[Dataset records]
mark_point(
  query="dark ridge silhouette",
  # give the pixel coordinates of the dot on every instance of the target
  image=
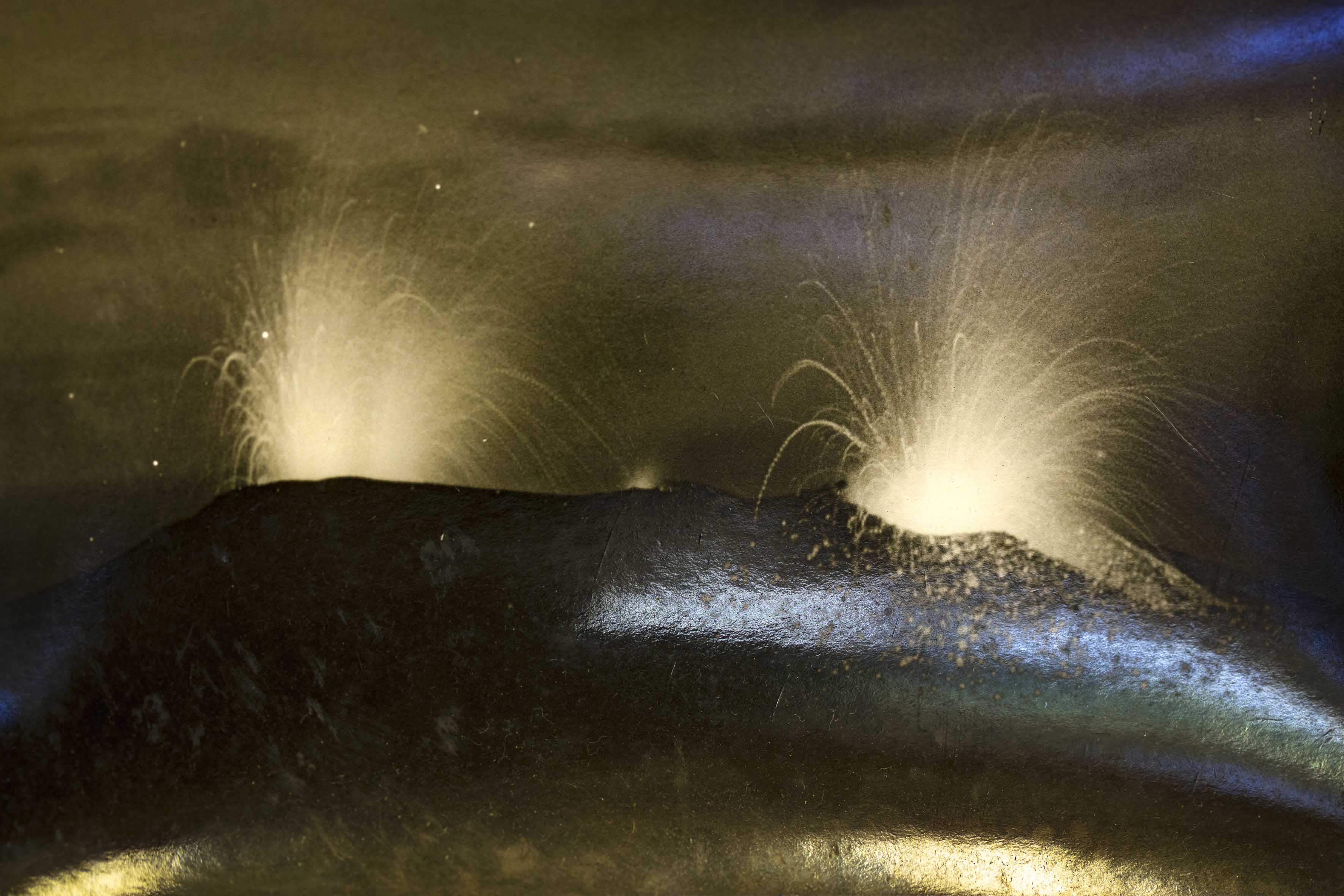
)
(370, 687)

(PROMPT) Output the records exactly as they appear, skipping any pictures.

(RESPONSE BELOW)
mark_point(
  query="dark ridge silhouette",
  # give the pixel coordinates of the dot on every instance of the target
  image=
)
(370, 687)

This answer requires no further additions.